Location identification data
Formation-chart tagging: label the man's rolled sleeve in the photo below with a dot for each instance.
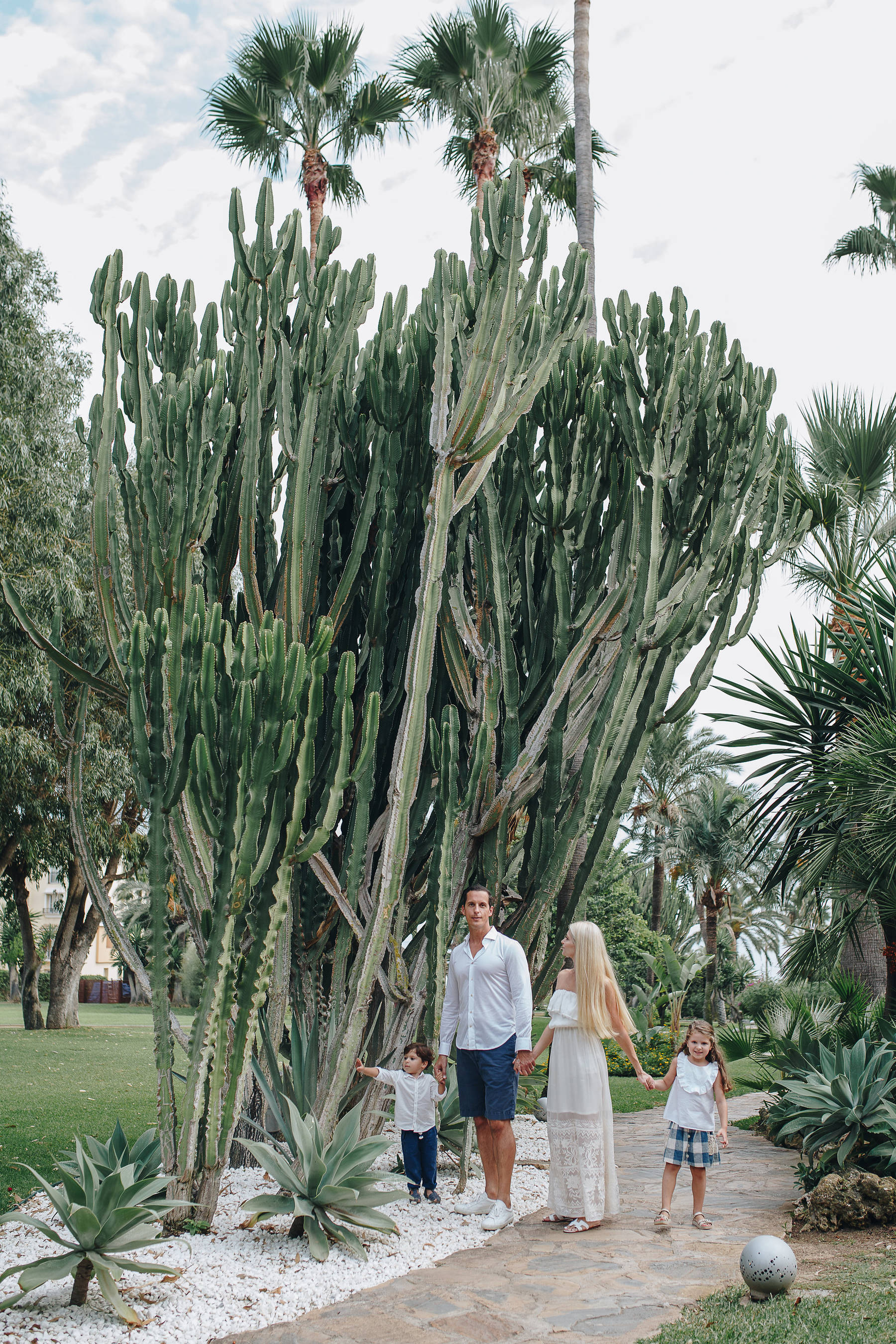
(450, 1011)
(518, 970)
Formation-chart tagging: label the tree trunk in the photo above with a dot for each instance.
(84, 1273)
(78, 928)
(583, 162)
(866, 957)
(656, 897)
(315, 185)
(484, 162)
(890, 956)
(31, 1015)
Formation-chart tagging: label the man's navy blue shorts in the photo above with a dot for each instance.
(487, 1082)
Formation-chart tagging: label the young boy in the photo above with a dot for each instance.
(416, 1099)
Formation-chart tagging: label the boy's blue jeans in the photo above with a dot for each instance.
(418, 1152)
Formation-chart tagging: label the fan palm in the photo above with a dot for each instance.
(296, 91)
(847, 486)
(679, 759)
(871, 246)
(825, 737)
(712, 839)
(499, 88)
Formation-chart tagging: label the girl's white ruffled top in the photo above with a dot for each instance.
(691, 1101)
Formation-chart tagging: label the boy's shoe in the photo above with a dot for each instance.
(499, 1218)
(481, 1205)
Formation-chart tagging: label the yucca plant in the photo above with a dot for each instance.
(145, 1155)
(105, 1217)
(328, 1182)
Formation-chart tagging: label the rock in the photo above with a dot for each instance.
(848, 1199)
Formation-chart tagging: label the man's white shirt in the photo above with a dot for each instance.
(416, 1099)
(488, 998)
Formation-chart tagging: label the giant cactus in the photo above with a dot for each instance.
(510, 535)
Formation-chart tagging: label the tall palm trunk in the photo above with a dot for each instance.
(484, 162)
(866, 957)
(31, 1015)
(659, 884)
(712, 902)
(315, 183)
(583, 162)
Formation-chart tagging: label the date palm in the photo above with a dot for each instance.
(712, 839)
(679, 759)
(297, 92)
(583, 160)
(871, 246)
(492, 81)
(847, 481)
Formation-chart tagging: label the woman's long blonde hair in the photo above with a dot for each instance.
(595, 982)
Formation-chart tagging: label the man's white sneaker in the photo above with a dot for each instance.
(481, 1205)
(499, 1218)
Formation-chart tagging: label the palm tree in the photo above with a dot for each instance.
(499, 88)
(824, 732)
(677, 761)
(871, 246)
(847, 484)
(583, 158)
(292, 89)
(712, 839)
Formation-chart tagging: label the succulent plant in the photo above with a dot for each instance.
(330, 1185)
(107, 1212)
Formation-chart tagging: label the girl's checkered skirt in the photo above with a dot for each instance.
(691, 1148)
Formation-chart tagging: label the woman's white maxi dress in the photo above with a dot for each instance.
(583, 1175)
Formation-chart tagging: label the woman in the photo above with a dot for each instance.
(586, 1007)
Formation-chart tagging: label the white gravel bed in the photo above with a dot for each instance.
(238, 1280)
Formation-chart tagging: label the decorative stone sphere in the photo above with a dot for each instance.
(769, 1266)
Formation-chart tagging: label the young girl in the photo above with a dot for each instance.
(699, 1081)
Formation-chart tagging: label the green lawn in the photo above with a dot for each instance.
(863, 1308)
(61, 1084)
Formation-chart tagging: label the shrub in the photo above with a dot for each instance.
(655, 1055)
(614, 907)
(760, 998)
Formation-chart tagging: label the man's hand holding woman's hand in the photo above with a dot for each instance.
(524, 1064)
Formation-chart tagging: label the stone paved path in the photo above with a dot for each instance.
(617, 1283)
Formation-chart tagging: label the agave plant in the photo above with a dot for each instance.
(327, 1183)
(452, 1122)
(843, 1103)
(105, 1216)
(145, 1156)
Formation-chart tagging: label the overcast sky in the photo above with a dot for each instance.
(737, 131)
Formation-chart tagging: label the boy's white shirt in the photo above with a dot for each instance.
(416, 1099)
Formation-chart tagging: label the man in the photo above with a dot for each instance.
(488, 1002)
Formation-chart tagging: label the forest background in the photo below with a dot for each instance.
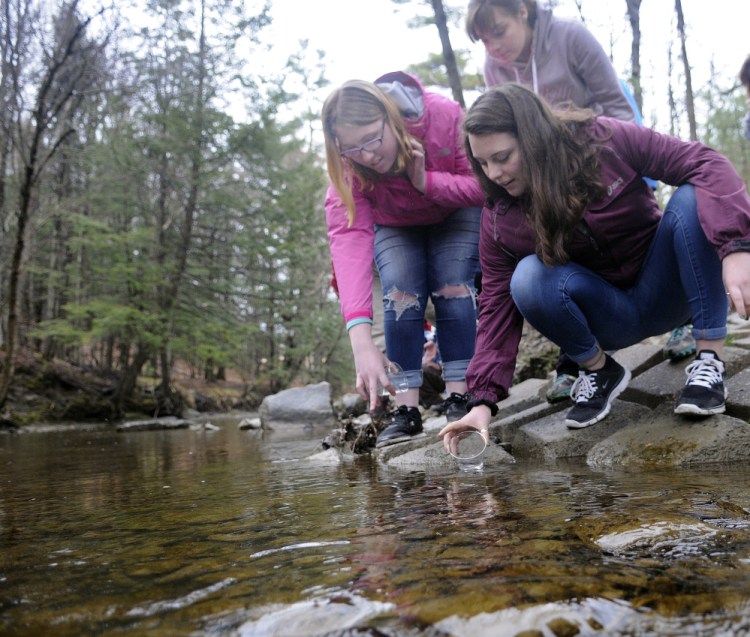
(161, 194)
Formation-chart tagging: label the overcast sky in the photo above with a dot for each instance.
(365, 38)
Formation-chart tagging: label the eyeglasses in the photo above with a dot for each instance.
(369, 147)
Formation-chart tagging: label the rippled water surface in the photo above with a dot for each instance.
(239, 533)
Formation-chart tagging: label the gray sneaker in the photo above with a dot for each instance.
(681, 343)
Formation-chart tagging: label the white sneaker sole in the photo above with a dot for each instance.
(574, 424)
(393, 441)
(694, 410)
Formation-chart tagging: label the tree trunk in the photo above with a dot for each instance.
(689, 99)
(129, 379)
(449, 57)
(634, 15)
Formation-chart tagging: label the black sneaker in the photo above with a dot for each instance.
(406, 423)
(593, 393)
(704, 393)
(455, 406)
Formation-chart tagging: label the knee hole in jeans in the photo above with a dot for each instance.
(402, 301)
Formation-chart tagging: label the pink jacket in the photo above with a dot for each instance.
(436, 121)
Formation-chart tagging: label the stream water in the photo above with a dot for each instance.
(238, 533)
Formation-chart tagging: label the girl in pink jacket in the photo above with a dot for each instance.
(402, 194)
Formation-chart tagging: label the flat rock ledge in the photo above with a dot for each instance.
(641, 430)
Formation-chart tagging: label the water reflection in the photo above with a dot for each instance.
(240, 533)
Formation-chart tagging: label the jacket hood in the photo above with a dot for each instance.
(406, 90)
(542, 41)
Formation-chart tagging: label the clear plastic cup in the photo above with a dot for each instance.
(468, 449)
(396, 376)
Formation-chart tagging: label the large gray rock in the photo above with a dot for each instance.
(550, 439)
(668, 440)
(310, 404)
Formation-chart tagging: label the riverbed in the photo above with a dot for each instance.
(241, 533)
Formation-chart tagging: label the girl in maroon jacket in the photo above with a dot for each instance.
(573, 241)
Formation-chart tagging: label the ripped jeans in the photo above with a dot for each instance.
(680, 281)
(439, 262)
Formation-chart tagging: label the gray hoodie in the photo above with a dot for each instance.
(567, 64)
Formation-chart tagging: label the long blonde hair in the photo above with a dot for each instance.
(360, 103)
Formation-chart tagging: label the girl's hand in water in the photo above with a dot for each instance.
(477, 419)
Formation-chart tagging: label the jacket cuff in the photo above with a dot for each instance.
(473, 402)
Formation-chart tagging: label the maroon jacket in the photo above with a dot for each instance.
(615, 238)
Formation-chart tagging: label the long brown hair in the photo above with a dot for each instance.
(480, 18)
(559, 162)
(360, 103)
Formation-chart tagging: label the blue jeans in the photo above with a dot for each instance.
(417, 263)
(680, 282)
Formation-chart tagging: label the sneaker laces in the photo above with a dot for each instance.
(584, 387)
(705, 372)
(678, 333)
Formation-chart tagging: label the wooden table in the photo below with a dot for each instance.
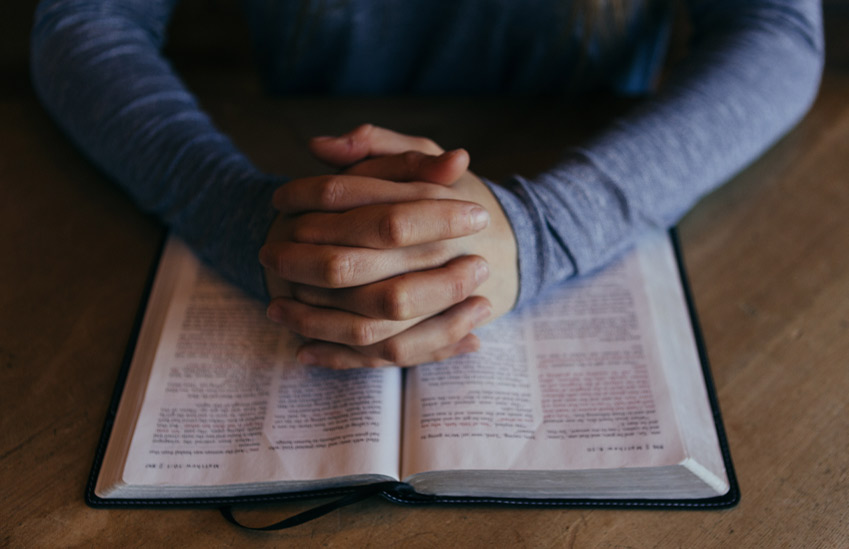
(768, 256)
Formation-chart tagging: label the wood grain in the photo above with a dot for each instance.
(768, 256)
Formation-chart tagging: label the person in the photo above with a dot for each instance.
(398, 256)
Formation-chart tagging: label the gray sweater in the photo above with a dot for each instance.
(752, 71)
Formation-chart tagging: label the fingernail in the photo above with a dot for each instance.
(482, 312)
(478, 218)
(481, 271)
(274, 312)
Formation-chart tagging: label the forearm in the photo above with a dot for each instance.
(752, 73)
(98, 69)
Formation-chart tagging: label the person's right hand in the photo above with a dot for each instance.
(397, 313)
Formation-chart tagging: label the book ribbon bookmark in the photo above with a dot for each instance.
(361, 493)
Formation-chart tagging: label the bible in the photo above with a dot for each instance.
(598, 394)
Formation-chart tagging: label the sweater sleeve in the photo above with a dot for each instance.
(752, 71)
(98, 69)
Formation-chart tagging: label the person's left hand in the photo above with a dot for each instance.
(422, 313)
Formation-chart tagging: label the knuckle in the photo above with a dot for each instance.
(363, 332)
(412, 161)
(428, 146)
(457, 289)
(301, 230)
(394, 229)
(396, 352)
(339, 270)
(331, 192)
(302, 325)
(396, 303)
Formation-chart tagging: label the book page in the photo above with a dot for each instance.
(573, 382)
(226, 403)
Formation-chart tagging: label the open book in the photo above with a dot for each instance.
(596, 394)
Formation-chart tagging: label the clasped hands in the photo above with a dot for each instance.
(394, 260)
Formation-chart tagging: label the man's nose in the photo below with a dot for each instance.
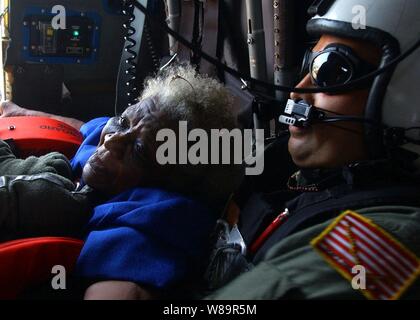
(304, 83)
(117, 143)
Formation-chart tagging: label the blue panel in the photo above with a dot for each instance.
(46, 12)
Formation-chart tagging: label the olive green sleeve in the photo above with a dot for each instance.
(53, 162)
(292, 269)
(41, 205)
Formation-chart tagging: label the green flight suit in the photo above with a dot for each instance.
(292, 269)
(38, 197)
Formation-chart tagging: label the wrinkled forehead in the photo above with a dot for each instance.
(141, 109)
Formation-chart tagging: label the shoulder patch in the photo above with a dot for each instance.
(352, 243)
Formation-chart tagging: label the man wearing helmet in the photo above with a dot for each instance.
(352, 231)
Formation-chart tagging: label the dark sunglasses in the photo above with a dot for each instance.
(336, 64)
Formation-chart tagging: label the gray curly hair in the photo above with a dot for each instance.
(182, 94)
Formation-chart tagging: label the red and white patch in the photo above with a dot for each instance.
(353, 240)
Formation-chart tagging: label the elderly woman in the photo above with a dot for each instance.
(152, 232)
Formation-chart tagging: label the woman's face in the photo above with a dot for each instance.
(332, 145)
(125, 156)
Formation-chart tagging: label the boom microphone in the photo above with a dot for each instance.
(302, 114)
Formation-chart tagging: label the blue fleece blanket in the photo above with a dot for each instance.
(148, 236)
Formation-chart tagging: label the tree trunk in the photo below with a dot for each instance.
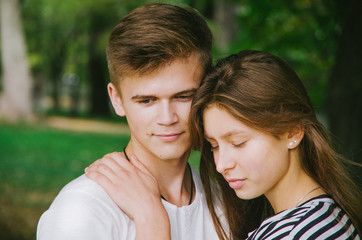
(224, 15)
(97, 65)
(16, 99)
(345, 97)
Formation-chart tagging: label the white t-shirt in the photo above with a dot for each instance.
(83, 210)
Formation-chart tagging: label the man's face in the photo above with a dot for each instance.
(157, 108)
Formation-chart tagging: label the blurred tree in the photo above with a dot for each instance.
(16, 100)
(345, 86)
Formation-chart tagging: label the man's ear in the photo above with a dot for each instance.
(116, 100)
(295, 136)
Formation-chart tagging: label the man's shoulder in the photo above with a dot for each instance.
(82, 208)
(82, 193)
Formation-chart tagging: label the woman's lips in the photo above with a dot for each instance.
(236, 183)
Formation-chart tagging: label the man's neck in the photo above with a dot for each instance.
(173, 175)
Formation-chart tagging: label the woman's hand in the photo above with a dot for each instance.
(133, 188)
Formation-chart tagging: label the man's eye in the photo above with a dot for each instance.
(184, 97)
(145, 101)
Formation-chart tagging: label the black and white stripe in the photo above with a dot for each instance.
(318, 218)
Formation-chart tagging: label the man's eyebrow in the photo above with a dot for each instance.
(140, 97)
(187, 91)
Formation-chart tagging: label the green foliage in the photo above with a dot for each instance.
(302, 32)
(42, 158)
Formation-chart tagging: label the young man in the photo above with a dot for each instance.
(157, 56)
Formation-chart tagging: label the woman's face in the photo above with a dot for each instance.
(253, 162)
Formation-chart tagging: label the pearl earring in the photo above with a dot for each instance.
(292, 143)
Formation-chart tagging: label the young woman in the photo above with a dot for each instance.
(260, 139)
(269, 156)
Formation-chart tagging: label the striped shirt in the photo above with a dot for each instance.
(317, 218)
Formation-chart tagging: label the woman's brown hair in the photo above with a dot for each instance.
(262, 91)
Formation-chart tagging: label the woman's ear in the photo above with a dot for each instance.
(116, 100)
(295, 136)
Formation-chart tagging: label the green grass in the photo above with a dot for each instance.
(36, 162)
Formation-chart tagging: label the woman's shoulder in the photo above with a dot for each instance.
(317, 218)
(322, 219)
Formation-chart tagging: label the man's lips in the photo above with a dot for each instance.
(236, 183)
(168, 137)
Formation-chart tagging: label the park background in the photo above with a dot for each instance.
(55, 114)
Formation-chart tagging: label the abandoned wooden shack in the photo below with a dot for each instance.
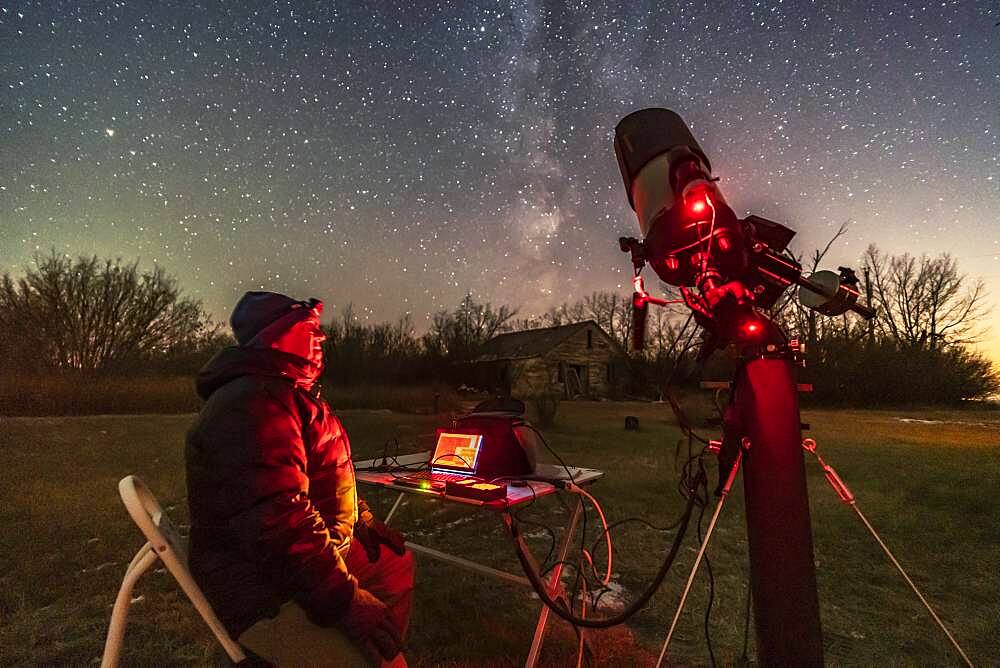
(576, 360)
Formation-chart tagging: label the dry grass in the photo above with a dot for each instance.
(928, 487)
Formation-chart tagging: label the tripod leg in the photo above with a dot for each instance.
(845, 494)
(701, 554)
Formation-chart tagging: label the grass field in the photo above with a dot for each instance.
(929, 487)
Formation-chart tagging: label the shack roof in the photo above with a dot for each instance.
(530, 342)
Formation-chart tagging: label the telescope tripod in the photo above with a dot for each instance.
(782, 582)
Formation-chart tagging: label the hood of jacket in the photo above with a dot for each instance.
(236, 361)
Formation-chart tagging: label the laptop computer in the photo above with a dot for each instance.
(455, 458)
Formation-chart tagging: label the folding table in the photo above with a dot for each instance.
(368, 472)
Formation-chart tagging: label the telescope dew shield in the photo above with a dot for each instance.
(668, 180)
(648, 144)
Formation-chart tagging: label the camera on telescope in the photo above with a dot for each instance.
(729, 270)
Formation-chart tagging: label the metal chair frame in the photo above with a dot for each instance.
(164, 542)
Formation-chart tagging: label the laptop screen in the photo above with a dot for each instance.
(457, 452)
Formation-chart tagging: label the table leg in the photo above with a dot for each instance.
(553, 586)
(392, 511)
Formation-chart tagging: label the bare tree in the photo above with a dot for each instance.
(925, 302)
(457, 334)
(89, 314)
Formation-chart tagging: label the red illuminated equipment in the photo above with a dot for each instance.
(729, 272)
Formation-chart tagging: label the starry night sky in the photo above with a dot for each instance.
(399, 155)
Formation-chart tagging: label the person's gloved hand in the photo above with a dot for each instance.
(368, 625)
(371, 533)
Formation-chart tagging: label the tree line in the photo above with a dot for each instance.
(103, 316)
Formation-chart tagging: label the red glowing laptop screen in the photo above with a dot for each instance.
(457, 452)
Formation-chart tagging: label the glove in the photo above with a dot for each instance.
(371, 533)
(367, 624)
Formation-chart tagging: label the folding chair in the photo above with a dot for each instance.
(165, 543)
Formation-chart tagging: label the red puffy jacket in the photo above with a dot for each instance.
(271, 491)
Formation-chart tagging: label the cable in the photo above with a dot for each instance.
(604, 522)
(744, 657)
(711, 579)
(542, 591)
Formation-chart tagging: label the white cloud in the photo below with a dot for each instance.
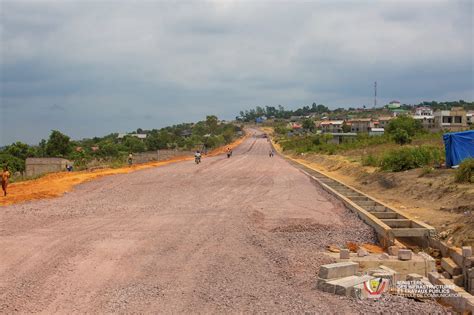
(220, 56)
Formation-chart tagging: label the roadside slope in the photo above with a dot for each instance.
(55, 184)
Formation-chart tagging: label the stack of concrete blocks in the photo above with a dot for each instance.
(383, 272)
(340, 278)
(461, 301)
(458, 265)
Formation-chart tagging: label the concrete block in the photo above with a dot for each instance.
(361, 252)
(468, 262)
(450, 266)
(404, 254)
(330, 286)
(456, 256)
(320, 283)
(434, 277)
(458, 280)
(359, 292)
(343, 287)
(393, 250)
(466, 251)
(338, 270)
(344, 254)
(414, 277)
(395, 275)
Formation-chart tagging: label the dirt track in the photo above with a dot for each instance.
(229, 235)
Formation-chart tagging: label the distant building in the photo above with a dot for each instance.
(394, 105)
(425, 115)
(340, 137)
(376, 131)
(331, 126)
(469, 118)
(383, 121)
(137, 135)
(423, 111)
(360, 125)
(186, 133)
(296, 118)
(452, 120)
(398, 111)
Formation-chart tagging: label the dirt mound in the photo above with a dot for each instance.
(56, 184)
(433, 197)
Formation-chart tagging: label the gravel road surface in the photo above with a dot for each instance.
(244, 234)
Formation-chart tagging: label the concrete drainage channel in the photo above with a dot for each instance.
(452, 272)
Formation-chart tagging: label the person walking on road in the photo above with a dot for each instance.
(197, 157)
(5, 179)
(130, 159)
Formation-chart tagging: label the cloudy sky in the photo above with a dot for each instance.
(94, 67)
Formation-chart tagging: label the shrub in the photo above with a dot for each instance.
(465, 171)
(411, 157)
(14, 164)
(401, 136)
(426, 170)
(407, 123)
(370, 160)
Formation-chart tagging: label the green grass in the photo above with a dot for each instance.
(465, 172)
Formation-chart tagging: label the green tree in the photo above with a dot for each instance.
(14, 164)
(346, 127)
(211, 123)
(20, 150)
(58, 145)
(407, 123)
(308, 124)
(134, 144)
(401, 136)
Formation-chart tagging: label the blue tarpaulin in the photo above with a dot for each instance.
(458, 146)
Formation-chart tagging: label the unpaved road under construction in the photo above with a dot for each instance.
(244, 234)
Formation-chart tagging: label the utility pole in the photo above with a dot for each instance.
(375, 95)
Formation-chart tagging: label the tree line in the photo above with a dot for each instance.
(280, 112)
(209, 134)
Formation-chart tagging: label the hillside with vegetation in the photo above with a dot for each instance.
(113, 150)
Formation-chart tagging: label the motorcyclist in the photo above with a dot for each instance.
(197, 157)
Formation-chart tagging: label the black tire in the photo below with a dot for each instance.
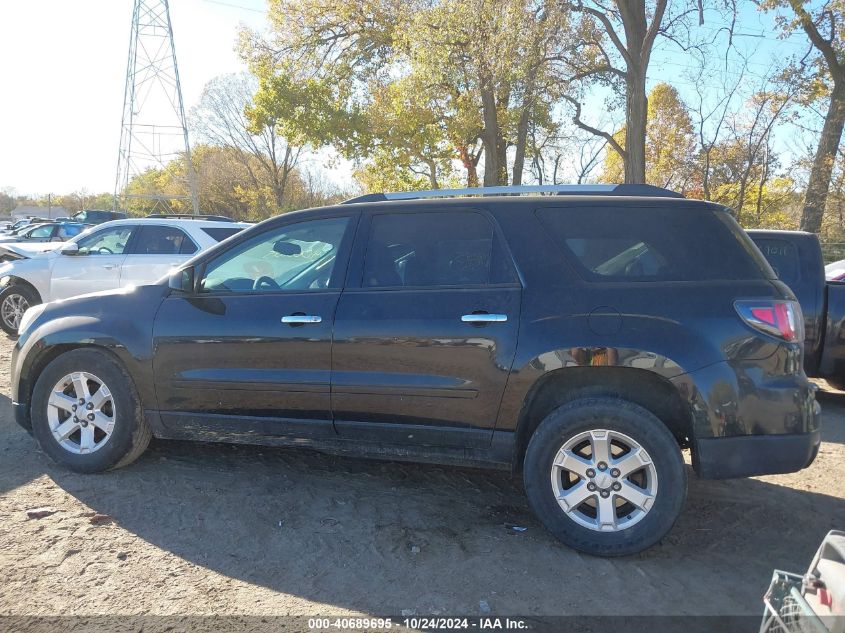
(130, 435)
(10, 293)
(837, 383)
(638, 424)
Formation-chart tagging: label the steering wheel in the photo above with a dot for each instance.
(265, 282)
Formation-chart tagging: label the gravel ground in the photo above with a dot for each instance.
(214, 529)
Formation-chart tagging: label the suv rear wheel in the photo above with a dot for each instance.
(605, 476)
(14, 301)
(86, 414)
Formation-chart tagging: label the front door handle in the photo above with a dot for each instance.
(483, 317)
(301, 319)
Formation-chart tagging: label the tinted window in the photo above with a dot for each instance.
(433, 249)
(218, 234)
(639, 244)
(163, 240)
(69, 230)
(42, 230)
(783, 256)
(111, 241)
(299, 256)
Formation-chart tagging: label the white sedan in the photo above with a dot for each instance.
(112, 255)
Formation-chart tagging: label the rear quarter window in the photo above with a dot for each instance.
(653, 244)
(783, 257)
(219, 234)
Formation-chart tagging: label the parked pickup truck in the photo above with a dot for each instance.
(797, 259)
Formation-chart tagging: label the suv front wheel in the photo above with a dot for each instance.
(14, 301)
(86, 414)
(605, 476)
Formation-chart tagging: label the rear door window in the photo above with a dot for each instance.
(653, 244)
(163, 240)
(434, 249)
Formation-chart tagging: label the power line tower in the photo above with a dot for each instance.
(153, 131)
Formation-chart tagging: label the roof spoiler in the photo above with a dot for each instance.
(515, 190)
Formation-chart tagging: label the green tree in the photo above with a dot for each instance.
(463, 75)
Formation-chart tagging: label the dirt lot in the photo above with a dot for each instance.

Exercise directions → Take the lines starting with the one that contains "Formation-chart tagging: label the woman's long" and going on through the one that contains "(586, 1007)", and write them out again with "dot" swapped for "point", leaving everything else unchanged.

Correct output →
Formation-chart tagging: label the woman's long blonde hair in the photo above with a point for each instance.
(595, 982)
Formation-chart tagging: label the man's white sneaker in the photo above with a point for each instance.
(481, 1205)
(499, 1218)
Formation-chart tagging: label the palm tree in the photo above with a point for each instance.
(499, 88)
(824, 732)
(677, 761)
(871, 246)
(847, 484)
(583, 158)
(292, 89)
(712, 839)
Formation-chart tagging: label the succulent plant in the photo above with a point for each instance.
(330, 1185)
(107, 1212)
Formation-chart tagging: label the girl's checkered skirt in the photo above with a point for each instance.
(691, 1148)
Formation-chart tagging: label the woman's white maxi dress in the photo above with a point for each instance.
(583, 1175)
Formation-chart tagging: label the woman in the photo above with a point for each instance.
(586, 1007)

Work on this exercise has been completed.